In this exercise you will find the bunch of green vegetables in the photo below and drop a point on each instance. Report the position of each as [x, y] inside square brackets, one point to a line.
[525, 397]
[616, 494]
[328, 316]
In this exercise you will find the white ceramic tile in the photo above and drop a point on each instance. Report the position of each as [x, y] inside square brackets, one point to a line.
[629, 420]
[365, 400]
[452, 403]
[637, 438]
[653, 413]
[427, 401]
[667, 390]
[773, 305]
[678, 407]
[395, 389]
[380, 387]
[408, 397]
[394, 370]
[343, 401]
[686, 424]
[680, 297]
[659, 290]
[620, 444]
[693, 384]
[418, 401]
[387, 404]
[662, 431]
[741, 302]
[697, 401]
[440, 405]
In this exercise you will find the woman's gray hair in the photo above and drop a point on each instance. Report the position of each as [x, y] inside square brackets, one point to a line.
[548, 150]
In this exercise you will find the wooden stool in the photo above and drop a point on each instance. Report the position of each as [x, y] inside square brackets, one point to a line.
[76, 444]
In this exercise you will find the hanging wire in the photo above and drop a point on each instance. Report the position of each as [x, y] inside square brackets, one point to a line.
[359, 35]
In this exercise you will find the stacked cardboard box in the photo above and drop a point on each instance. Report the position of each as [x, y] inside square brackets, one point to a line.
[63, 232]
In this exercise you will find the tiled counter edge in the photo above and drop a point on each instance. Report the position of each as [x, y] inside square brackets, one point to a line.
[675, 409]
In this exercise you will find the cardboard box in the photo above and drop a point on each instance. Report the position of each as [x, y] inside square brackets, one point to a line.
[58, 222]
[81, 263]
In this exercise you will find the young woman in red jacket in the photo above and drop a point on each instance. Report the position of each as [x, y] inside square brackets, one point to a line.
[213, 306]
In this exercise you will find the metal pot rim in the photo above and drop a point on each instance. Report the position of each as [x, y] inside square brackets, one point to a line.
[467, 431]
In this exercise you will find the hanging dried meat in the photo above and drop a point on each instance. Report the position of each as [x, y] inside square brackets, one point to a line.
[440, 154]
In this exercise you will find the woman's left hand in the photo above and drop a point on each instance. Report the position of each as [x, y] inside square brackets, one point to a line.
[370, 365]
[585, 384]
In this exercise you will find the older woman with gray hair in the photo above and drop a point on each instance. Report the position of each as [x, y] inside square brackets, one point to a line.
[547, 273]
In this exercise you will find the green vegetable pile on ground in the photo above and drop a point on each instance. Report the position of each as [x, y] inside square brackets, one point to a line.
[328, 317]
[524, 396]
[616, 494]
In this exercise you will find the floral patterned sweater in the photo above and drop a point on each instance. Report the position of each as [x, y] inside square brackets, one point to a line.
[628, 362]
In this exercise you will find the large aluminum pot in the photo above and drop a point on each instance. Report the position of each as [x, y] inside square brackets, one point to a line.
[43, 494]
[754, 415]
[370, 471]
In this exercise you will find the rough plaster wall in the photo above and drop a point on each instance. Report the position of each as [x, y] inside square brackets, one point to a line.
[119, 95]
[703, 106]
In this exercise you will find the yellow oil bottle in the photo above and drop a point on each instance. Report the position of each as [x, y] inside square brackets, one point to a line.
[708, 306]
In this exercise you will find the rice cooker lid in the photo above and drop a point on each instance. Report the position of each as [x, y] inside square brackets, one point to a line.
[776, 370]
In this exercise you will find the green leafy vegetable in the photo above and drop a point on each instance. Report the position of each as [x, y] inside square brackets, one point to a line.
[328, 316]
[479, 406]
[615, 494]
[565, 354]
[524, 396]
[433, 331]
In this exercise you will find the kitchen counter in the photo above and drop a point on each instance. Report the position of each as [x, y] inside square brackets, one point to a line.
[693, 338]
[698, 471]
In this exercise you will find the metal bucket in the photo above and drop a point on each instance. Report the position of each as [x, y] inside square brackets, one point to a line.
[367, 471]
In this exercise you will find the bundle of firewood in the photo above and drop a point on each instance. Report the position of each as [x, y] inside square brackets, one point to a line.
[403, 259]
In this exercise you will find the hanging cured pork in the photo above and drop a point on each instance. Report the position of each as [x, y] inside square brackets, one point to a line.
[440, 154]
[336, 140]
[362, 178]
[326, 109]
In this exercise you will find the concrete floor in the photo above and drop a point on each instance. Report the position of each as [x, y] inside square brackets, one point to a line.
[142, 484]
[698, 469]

§ **WHAT YOU NEED TO DO**
Give an exact repetition of all the material.

§ **FULL ANSWER**
In this exercise you will find the bunch of green vegetables in the photo below and drop a point on each instance. Report the position of each as [x, y] inside square brackets, one point to a line.
[525, 397]
[616, 494]
[328, 316]
In this exercise you will find the white ceramic tile in the photo above and drop a point on each instance. Report the position of each as [x, y] inside square brackets, one point to a line.
[629, 420]
[365, 400]
[452, 403]
[637, 438]
[653, 413]
[427, 401]
[667, 390]
[773, 305]
[678, 407]
[395, 389]
[380, 387]
[408, 397]
[394, 370]
[343, 401]
[686, 424]
[680, 297]
[659, 290]
[620, 444]
[693, 384]
[418, 401]
[387, 404]
[662, 431]
[741, 302]
[697, 401]
[440, 405]
In this exercise you will find the woman's gray hair in the photo above and drop a point on each instance. Report the position of each as [x, y] inside square brackets, one point to a line.
[548, 150]
In this exercise you will find the wooden stool in the photo above and drop a point on each instance. Report the position of each as [x, y] inside square brackets, one point to a line.
[76, 444]
In this exercise you will find the hanging wire in the photo above and drop a point on each instance. Report the position of each as [x, y] inside square brackets, one point to a line.
[359, 35]
In this exercise you will find the stacked cardboard box in the photo above and drop a point on each instance. Report the position of each as [x, y] inside square brackets, one point to a line.
[63, 232]
In this exercise you will find the tiled counter edge in the photo above and drop a point on each instance. Report the position of each as [x, y] inside square brackets, one point to a line.
[675, 409]
In this exercise you will find the cardboard box in the photo above and drop a point on each instance. Report the position of each as [x, y] inside square brackets, one point to a line.
[58, 222]
[81, 263]
In this exercise you will find the young woman in red jacket in the photo above and drop a point on each instance. Report the position of each as [x, y] inside square brackets, one point to a line.
[213, 306]
In this exercise you will find the metal pot rim in the photo above and drop a point on each instance. Report the position of each as [x, y] inside square brackets, one point to a line.
[467, 431]
In this exercise you will find the hanging dried meat in the photo above and drop a point on each instance. Report the position of each as [x, y] inside square brackets, one point to a line.
[440, 154]
In this exercise you will find the woman's left hand in the photo above and drop a point on each instance. Report the position of each as [x, y] inside square brackets, one point to a line.
[370, 365]
[585, 384]
In this exercise you will find the older woman with gray hair in the photo above and drop a point on each instance. Report the position of each as [x, y] inside square brackets, one point to a line.
[547, 273]
In this exercise you will find the green vegetable pile on ground in the photo above and drop a point on each instance. Report the position of each as [x, y] inside square brackets, one point to a line.
[328, 317]
[524, 396]
[616, 494]
In this exercise you will find the floral patterned sweater in the photo above and drop a point on each instance. Report the position of each as [x, y] inside square brackets, one point to a line.
[628, 362]
In this exercise you will find the large aluminum pot in the photo above and drop a point on each instance. Report the position of each as [x, y] inside square brackets, one point to a line.
[43, 494]
[754, 415]
[370, 471]
In this exercise you will find the rough plaster wall in the photo above and drop a point on each instance. Report the position of each as [x, y] inside square brackets, one point to a line.
[119, 95]
[703, 106]
In this exercise you will find the yellow oil bottle in the photo above and drop a point on each instance. Report the position of each as [x, y] inside square brackets, one point to a line.
[708, 306]
In this exercise you will find the rice cooker lid in the photo above and drop a point on each instance. Report the position of each as [x, y] inside square brackets, one point to a line.
[776, 370]
In this exercise you will find the green leafy vegetable in the photo above and drop a point on each instance. Report the position of each as [x, y] inside square brackets, one point to a line.
[328, 316]
[479, 406]
[615, 494]
[565, 354]
[524, 396]
[433, 331]
In this exercise you will find the kitchen counter in the photo above and drop a point on each instance. Report the position of each as [x, y] inside square brackets, one point to a line.
[693, 338]
[698, 471]
In this exercise you will find the metal bucket in the photo above and drop a point on each instance. Report the position of each as [x, y] inside square brackets, one point to a line.
[367, 471]
In this exercise you will find the bundle of firewood in the photo above and drop a point on each instance. Report the position of each as [x, y] inside square brackets, one point to a line.
[403, 259]
In this exercise you will find the hanging cured pork in the photo above and drop a point on each instance. Report the position of each as [x, y] inside square brackets, one point to a line.
[440, 154]
[336, 140]
[362, 178]
[326, 109]
In this exercise you will find the concrete floor in the photo above and drop a point on each instance. Report the position of each as [x, y] inside square brackets, one point to a line.
[142, 484]
[698, 469]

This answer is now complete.